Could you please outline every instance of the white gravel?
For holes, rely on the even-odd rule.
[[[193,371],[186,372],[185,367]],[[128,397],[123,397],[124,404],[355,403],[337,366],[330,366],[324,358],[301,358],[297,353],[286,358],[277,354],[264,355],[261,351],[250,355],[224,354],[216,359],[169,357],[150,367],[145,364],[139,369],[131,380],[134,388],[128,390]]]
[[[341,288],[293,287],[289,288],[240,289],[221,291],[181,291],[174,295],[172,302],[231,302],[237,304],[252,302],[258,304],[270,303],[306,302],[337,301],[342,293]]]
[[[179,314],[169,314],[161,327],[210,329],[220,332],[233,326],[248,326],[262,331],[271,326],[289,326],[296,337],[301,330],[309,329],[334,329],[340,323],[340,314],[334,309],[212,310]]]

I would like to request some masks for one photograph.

## REQUIRED TASK
State how many lines of the data above contain the word "Could". Give only the number.

## ANSWER TO THE EXERCISE
1